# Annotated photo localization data
#####

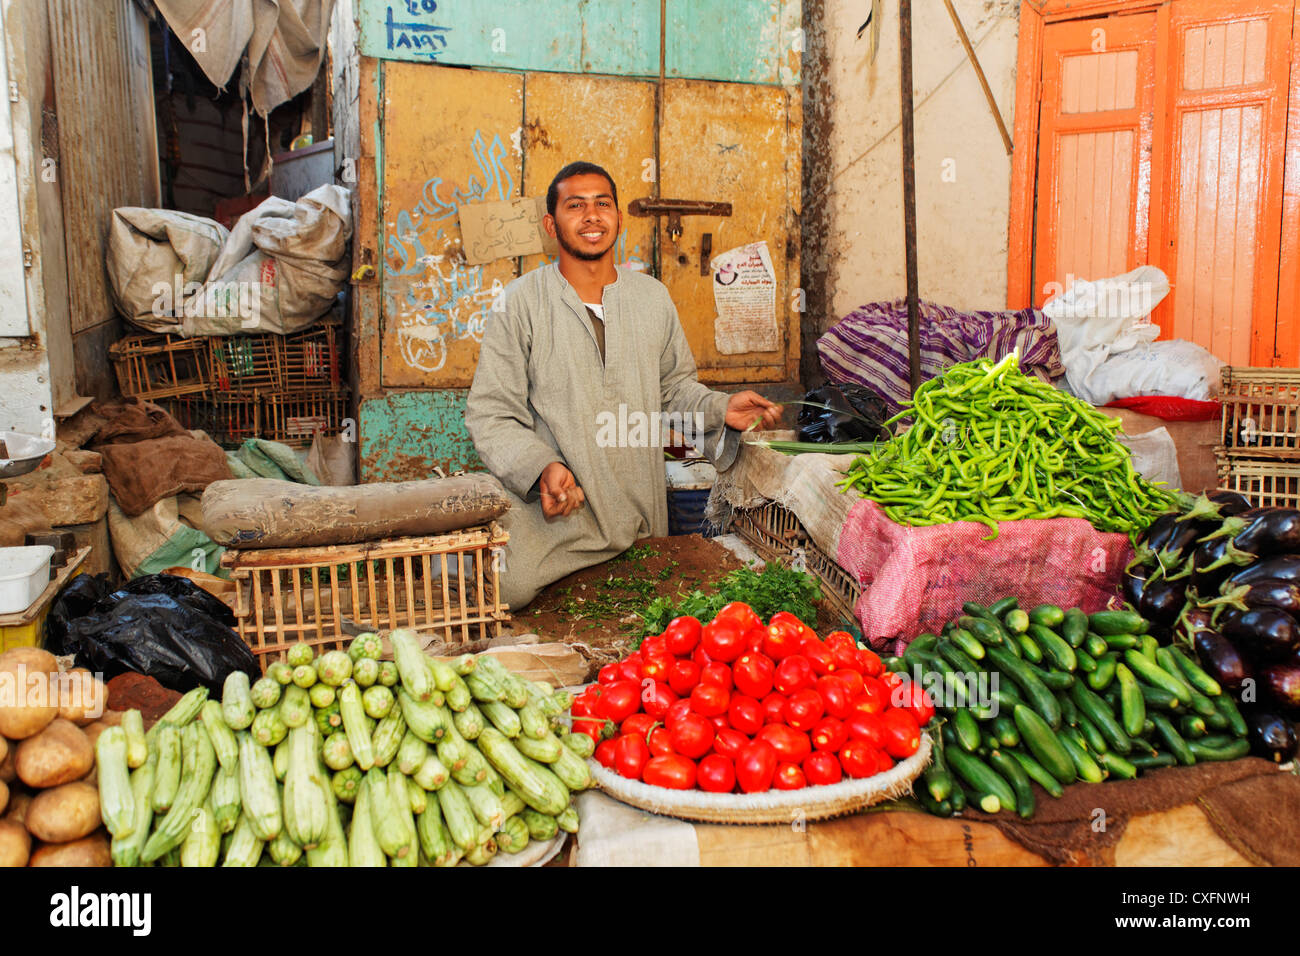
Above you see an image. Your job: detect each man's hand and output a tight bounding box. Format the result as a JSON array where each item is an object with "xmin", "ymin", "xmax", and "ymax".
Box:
[
  {"xmin": 539, "ymin": 461, "xmax": 586, "ymax": 519},
  {"xmin": 725, "ymin": 390, "xmax": 784, "ymax": 432}
]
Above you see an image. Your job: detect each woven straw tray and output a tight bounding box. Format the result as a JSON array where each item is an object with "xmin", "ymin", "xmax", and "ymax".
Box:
[{"xmin": 586, "ymin": 733, "xmax": 932, "ymax": 825}]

#####

# WHAT IS REQUIRED
Exactly the lines from the one containing "Above you see an image. Your job: detect each woven" through the final line above, and only those, should be given again.

# RESPONSE TO THE TASK
Above you see an image. Your job: detect each woven straw tray and output a tight bounding box. Format the result as a JSON array where each item is an object with "xmin", "ymin", "xmax", and "ymax".
Box:
[{"xmin": 586, "ymin": 733, "xmax": 932, "ymax": 825}]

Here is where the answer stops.